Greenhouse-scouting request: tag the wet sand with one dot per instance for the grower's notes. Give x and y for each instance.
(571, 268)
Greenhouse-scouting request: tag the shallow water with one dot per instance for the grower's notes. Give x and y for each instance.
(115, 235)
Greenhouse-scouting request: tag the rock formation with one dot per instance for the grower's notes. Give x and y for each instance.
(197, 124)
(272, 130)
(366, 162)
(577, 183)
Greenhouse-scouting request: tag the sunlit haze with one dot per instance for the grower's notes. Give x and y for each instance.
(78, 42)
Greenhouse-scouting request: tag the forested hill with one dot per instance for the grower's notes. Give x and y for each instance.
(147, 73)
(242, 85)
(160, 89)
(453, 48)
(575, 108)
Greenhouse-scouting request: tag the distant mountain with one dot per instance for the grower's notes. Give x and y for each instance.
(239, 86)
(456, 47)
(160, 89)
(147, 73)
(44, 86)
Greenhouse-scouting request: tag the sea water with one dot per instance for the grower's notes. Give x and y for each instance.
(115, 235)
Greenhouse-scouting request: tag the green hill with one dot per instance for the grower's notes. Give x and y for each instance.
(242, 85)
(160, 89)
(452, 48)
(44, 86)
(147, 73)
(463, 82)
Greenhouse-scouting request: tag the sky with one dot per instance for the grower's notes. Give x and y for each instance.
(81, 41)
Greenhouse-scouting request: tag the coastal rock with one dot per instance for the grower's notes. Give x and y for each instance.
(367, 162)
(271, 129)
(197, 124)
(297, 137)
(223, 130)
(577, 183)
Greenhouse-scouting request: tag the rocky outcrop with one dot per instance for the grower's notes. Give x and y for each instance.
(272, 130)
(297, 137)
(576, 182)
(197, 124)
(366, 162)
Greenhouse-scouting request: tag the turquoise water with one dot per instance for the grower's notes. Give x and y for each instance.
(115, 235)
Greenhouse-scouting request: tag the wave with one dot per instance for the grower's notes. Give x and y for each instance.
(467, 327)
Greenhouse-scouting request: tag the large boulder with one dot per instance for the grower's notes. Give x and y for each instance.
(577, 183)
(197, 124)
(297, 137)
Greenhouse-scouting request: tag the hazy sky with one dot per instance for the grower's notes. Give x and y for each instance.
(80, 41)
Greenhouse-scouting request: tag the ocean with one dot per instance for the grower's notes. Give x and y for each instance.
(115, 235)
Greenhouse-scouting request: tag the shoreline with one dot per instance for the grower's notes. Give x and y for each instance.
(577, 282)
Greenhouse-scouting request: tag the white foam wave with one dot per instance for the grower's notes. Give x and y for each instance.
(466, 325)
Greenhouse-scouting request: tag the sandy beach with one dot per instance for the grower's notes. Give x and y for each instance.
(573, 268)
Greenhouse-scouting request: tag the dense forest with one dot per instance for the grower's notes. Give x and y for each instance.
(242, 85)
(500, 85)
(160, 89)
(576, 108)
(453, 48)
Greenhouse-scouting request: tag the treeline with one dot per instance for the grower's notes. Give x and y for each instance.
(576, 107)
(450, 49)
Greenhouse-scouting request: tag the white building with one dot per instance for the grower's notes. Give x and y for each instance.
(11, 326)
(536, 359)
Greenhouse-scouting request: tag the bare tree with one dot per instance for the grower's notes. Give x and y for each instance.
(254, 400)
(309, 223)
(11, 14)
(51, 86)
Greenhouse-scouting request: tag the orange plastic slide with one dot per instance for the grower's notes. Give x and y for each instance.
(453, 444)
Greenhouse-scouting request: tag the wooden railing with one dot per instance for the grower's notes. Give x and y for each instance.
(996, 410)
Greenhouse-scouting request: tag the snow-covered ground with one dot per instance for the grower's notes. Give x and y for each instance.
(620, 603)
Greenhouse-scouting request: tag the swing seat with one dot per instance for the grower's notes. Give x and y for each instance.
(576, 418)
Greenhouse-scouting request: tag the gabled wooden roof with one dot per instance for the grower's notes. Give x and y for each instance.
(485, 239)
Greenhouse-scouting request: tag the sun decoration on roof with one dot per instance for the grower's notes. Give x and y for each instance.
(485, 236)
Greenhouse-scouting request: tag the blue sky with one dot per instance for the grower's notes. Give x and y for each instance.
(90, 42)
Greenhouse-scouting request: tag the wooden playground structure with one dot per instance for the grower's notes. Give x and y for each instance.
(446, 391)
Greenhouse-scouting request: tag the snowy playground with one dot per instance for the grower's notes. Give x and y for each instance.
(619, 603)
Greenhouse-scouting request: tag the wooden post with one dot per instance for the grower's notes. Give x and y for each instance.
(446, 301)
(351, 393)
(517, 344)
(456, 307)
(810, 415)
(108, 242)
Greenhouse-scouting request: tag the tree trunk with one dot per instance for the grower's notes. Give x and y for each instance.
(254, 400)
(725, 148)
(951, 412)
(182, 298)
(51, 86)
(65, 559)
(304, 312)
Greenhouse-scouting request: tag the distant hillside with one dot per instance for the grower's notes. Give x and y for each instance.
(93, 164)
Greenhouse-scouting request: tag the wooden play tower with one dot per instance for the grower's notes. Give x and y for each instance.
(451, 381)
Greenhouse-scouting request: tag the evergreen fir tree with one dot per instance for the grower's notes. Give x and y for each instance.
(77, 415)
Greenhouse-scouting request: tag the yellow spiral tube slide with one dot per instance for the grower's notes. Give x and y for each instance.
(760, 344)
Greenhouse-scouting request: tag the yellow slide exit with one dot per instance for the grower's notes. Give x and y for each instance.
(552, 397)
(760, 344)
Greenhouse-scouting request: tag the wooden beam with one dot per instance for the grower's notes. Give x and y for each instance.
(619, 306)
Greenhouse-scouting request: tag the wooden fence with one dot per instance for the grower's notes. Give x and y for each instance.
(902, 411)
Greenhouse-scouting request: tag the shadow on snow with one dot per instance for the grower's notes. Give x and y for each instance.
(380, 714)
══════
▸ What the exercise asks: Everything in the data above should be output exactly as it stands.

▸ Task solution:
Greenhouse-scouting request: tag the wet sand with one dot per instance for the grower's notes. Give x and y for each instance.
(571, 268)
Greenhouse-scouting request: tag the shallow water with one dot per instance for the grower's notes. Give x and y for each instance.
(115, 235)
Greenhouse-scouting request: tag the rock formation with one dot per instance for the grower's notes. Give x and y for each instance.
(197, 124)
(272, 130)
(366, 162)
(577, 183)
Greenhouse-scouting request: tag the sunlit haze with one dot per instance for the grower's notes. Give x and y for each instance.
(78, 42)
Greenhouse-scouting request: tag the forested hill with one dot per instance for the grower's notes. Give x and y for each instance.
(147, 73)
(242, 85)
(160, 89)
(453, 48)
(575, 108)
Greenhouse-scouting request: tag the distant mountain with one dot per instance for the grower's notes. Give x and y for each instance.
(239, 86)
(456, 47)
(160, 89)
(147, 73)
(44, 86)
Greenhouse-scouting request: tag the sea water with one dot per instance for the grower's notes. Give x and y for each instance.
(115, 235)
Greenhouse-scouting request: tag the green hill with one dot per instance for the grower's notes. Give x and y for each instance.
(242, 85)
(160, 89)
(452, 48)
(44, 86)
(147, 73)
(463, 82)
Greenhouse-scouting request: tag the sky with one dot per instance for the grower's notes. Give x and y for each instance.
(81, 41)
Greenhouse-scouting request: tag the coastal rock with one dot per instance for the grower's notes. Give x and y for each instance.
(367, 162)
(271, 129)
(197, 124)
(297, 137)
(223, 130)
(577, 183)
Greenhouse-scouting request: tag the rocky outcrop with one dot per instance for the grower's notes. Give x and y for each instance.
(272, 130)
(297, 137)
(576, 182)
(197, 124)
(366, 162)
Greenhouse-scouting request: tag the turquoise water with one dot per instance for the grower's notes. Give x and y for each instance.
(115, 235)
Greenhouse-scouting request: tag the wave with one dot per instance for the grower's notes. Give x and y for each instance.
(467, 327)
Greenhouse-scouting request: tag the large boulder with one dot per instance for the grower's notes. Give x and y for each instance.
(577, 183)
(197, 124)
(297, 137)
Greenhouse-scouting request: tag the hazy sky with one dot per instance for the grower's notes. Give x and y for each instance.
(80, 41)
Greenhouse-scouting request: tag the ocean with one dot per instance for the grower's notes. Give x and y for each instance.
(115, 235)
Greenhouse-scouting request: tag the shoreline with one dot per instance for the grower's notes. Give x and y for each instance.
(577, 282)
Greenhouse-scouting request: tag the white foam wave with one dot per instance for the grower's notes. Give x and y for each instance.
(466, 325)
Greenhouse-scouting request: tag the sandy beach with one dot per instance for the grower's notes. Give x and y for each instance.
(573, 268)
Greenhouse-scouting request: tag the dense forest with one dot per instance for the grower's notes. Give x and y for each instance.
(242, 85)
(500, 85)
(160, 89)
(576, 108)
(453, 48)
Greenhouse-scouting request: tag the treeline with one dot per instance for the grower's notes. Give x and y for each instance.
(576, 107)
(450, 49)
Greenhouse-scouting request: tag the white building with one dot per instance for the grower's notes. Give x and y for each instance.
(11, 326)
(536, 359)
Greenhouse-scouting request: tag the bare tree with one dot per instance for the grower's notes. Give x and y for each instance.
(254, 400)
(309, 223)
(11, 14)
(51, 86)
Greenhouse-scouting request: tag the orange plastic slide with one dot per instance for the grower's notes. Give x and y for each instance.
(453, 444)
Greenhouse-scouting request: tag the wooden railing with one dot per instance for the grower's notes. Give x and y for each instance.
(996, 410)
Greenhouse-scouting request: tag the snow-covered ground with one dot per instance for the grower's notes. Give x and y for each instance.
(620, 603)
Greenhouse-scouting request: tag the swing seat with one dot per instance for the grower's notes. Give x and y for each instance.
(576, 418)
Greenhouse-scouting request: tag the gabled wooden roof with one dot per instance for the grower's notes. Give x and y for each instance.
(485, 239)
Greenhouse-scouting request: tag the sun decoration on roof with one dot per instance for the grower's notes. Give x and y for each instance.
(485, 236)
Greenhouse-scouting request: tag the blue sky with one dot per instance for the grower's notes. Give x and y for each instance.
(90, 42)
Greenhouse-scouting request: tag the wooden playground structure with one dot per instance for the grower's notes. Give x and y for each instance.
(446, 391)
Greenhouse-scouting request: tag the snowy playground with one dot per instance for the grower's notes. Give x and y for each instance.
(619, 603)
Greenhouse-scouting request: tag the wooden post with one dot per instance for the grower's notes. Give x and y for each instance.
(446, 301)
(351, 393)
(517, 344)
(456, 307)
(810, 415)
(108, 242)
Greenhouse-scouting request: tag the tree trunk with one dot per instance for the grower's notes. Give x and y for each instance.
(254, 400)
(725, 148)
(951, 412)
(182, 298)
(51, 86)
(65, 559)
(304, 312)
Greenhouse-scouting request: tag the distant hillside with one dot per instance for the grower's notes. Give x and y for each instance.
(93, 164)
Greenhouse-scouting request: tag the wooden play tower with one dot per instance for the grower's notes. Give x and y for each instance.
(451, 381)
Greenhouse-scouting request: tag the evergreen fir tree with one dot per instance for the grower's notes. Give x and y for each instance.
(77, 415)
Greenhouse-scouting request: tag the yellow spiral tube slide with one dot per instance for the grower's notes. Give x and y for each instance.
(760, 344)
Greenhouse-scouting request: tag the yellow slide exit with one dot per instance for the grower's notes. Give x and y for each instance.
(552, 397)
(760, 344)
Greenhouse-scouting request: tag the wooden beam with one dot per instance for the grower's notes. Give x and y for each instance.
(619, 306)
Greenhouse-scouting request: tag the wooden fence with one dot per instance for the grower's notes. Give x and y for each instance.
(902, 411)
Greenhouse-scouting request: tag the shadow on snow with one dot per instance for the grower's notes. Give x and y for each instance.
(380, 714)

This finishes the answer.